Tekstgedeelte>
•••
De periode tussen de afloop van een gebruiksjaar en de wettelijke opleverdatum voor de ILT blijkt te krap om de rapportages binnen de wettelijke termijn op te leveren. Met het overschrijden van de wettelijke oplevertermijnen voldoet de ILT feitelijk niet aan de regelgeving. Met onderhavige wijziging worden de oplevertermijnen realistischer en wordt tijdige oplevering gegarandeerd.

Bij nieuwe externe veiligheid (EV) berekeningen voor het wijzigen van een luchthavenbesluit kunnen de 10–5 en 10–6 contouren wijzigen. Voor de regionale luchthavens wordt verwacht dat bij een gelijk gebruik van de luchthaven de contour iets zal verkleinen. Voor de kleine luchthavens zou de contour gelijk kunnen blijven of iets groter kunnen worden. Oorzaak van dat laatste is dat bepaalde ongevalkansen voor de kleine luchtvaart iets zijn verhoogd in vergelijking met de huidige kansen. De bescherming van bewoners en mensen die in de omgeving van een luchthaven werken, neemt door een gewijzigde contour niet af. Door de verschuiving van de contouren kan wel bepaalde bebouwing net binnen of net buiten een contour komen te liggen.

3. Advies en consultatie

Een ontwerp van deze regeling heeft van 16 januari tot en met 13 februari 2023 op www.internetconsultatie.nl gestaan. In deze periode zijn 11 reacties op het concept ontvangen. Acht daarvan zagen niet op de inhoud en hebben dus niet tot wijzigingen geleid. Vanuit twee provincies zijn reacties ontvangen. Deze waren beide kritisch over de mate van betrokkenheid bij het voortraject, en spraken zorgen uit over reeds uitgevoerde berekeningen. Naar aanleiding van deze reacties is na overleg besloten een overgangsbepaling op te nemen voor berekeningen die in lopende procedures reeds zijn uitgevoerd, zodat deze berekeningen niet opnieuw gedaan hoeven te worden bij inwerkingtreding van onderhavige regeling.

Het Adviescollege toetsing regeldruk (ATR) heeft het dossier niet geselecteerd voor een formeel advies, omdat het naar verwachting geen omvangrijke gevolgen voor de regeldruk heeft.
•••
Invoergegevens>
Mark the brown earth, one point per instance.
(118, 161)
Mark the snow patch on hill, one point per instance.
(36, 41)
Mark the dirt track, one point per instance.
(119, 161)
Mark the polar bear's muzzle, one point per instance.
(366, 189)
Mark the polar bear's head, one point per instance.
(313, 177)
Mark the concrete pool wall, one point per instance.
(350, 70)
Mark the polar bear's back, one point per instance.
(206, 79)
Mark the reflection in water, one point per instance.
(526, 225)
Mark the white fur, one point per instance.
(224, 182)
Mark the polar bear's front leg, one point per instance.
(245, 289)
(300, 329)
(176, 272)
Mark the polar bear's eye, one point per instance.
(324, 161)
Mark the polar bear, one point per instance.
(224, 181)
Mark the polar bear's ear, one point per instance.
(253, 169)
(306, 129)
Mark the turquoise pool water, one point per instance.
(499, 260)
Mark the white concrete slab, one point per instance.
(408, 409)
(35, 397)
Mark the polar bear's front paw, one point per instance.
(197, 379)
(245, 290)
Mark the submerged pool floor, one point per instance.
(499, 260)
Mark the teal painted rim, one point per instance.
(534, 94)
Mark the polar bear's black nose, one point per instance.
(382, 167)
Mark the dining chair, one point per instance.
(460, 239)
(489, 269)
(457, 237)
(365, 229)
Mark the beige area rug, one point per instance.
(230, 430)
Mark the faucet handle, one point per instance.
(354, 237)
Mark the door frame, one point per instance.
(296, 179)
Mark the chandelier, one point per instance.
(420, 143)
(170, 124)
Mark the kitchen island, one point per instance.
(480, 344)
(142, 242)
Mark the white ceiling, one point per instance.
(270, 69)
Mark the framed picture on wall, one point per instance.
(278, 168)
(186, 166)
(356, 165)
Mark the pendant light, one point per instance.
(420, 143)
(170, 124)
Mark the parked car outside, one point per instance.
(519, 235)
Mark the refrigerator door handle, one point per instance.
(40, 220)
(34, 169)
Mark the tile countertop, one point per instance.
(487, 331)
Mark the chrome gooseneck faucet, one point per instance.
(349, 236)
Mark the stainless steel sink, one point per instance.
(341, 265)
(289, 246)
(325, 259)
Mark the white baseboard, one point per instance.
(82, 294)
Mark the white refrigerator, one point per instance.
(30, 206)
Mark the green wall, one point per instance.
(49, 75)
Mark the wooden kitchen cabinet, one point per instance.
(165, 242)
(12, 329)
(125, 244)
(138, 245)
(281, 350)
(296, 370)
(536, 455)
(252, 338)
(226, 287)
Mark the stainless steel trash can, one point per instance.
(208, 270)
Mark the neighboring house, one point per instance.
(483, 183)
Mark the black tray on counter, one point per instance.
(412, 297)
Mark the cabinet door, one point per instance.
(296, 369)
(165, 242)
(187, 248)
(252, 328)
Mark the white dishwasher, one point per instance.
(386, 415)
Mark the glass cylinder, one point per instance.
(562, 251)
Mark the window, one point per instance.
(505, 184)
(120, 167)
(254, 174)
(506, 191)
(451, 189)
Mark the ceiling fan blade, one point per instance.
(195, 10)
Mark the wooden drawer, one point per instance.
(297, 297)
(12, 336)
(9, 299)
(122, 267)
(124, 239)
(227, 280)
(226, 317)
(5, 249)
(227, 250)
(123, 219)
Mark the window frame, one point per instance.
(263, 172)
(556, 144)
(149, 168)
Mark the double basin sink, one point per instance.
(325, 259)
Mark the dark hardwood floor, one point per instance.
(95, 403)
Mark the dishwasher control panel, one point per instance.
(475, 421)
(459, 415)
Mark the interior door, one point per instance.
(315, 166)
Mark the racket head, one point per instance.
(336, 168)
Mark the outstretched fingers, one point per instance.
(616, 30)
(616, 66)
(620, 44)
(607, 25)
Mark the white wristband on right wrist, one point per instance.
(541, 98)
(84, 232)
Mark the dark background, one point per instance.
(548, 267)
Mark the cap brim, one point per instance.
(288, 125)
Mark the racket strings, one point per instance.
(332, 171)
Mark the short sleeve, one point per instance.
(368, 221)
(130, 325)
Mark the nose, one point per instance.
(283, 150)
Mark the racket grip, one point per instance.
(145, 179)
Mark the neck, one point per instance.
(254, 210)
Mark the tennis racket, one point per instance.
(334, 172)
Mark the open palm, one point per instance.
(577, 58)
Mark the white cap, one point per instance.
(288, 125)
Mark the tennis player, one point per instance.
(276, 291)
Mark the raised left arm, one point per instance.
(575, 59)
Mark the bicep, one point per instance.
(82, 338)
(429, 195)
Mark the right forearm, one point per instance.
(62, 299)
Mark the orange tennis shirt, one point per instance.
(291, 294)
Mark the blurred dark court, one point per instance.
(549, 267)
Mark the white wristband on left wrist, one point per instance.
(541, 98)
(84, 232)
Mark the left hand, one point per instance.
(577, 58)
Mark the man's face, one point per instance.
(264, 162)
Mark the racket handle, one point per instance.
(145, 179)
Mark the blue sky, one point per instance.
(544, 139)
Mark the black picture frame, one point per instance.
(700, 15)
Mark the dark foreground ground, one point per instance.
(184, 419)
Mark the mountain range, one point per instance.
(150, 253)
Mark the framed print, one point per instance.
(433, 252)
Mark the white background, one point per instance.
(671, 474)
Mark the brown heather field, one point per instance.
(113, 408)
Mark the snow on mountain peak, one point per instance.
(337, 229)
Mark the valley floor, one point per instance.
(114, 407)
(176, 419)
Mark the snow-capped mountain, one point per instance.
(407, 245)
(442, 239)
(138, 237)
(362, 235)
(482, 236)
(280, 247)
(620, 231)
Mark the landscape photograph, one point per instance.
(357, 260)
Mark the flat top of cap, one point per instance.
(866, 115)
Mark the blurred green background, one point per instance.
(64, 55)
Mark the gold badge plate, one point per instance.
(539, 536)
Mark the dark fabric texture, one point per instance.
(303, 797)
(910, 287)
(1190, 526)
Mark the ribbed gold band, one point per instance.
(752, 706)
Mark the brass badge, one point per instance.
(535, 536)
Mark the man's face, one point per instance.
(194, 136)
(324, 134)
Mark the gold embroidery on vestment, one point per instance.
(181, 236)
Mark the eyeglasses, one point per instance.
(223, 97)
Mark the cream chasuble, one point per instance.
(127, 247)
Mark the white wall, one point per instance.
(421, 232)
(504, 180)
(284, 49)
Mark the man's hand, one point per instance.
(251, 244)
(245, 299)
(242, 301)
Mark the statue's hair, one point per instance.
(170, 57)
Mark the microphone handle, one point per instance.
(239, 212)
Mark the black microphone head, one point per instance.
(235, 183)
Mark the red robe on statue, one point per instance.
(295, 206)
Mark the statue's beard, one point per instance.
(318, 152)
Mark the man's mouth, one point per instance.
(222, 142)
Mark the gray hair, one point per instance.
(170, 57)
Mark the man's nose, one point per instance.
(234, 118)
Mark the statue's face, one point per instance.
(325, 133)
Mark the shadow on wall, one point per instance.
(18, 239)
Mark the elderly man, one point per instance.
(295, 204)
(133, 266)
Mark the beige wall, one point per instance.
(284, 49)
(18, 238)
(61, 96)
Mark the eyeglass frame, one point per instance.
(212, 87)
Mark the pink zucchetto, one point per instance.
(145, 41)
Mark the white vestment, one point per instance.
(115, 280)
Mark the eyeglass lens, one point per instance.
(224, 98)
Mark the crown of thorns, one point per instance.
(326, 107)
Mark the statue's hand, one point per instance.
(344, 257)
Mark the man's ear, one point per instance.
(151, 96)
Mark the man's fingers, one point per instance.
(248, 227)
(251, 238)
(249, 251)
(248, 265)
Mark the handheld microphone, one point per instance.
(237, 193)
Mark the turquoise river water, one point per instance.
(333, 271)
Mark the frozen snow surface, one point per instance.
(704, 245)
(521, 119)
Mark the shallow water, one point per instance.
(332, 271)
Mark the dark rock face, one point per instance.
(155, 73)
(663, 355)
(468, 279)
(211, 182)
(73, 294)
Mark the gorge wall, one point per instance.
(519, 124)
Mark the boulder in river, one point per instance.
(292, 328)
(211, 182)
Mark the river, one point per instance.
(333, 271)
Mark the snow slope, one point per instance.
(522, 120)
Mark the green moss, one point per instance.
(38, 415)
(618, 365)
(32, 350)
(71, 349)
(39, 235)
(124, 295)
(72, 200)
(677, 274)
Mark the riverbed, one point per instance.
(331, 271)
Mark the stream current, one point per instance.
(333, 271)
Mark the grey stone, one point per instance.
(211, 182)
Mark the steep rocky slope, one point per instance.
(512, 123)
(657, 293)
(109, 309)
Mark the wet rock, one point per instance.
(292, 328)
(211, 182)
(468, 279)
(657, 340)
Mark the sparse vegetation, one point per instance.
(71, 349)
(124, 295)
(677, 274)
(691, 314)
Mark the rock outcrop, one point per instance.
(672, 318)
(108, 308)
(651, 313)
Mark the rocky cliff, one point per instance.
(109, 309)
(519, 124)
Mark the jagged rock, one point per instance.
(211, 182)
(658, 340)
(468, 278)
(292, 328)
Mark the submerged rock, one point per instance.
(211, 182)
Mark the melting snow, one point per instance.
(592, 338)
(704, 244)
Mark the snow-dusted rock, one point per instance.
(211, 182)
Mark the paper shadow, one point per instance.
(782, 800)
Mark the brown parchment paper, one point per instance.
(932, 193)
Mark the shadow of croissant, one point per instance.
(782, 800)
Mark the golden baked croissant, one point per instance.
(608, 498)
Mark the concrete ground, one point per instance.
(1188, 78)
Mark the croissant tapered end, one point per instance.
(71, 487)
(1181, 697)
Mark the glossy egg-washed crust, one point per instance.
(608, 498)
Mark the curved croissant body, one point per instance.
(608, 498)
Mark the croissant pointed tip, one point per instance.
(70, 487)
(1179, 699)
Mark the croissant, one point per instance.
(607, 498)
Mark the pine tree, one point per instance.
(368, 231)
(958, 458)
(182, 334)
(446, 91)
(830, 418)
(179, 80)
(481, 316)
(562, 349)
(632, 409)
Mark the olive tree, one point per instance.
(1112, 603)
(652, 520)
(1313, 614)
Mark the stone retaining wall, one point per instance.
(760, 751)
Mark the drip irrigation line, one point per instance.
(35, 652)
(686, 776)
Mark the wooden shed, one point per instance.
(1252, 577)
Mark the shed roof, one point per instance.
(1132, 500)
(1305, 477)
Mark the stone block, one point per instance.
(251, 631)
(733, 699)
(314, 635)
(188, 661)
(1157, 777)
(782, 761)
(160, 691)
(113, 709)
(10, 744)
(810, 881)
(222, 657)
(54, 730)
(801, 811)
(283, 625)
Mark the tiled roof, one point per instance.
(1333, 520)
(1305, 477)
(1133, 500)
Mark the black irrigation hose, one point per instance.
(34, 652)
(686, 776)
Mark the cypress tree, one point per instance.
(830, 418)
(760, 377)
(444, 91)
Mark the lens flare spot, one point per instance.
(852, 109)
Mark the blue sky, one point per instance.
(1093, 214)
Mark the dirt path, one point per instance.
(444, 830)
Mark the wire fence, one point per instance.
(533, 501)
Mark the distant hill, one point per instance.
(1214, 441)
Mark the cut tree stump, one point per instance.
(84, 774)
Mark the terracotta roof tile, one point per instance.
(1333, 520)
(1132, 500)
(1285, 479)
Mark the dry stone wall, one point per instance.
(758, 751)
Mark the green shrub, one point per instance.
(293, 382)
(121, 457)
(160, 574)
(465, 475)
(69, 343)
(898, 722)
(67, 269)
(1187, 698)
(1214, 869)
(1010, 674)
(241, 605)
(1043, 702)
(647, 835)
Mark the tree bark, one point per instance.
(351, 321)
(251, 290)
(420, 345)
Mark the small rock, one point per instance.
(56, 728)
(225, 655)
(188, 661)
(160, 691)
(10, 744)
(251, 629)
•••
Gevraagde taken>
1/ Beantwoord de volgende vragen over het tekstgedeelte:
(a) Wat wordt voor de regionale luchthavens verwacht met de contour bij een gelijk gebruik van de luchthaven?
(b) Hoeveel reacties op het concept zijn er tijdens de internetconsultatie ontvangen?
(c) Waarom heeft het Adviescollege toetsing regeldruk het dossier niet geselecteerd voor een formeel advies?
2/ Verzamel alle rijen waarin het woord "shadow" voorkomt en neem ze over.
De rijen hebben geen verband met het tekstgedeelte.

Antwoorden per taak>
1/
(a) Verwacht wordt dat de contour iets zal verkleinen.
(b) Er zijn 11 reacties ontvangen.
(c) Het dossier heeft naar verwachting geen omvangrijke gevolgen voor de regeldruk.

2/
Mark the shadow on wall, one point per instance.
Mark the paper shadow, one point per instance.
Mark the shadow of croissant, one point per instance.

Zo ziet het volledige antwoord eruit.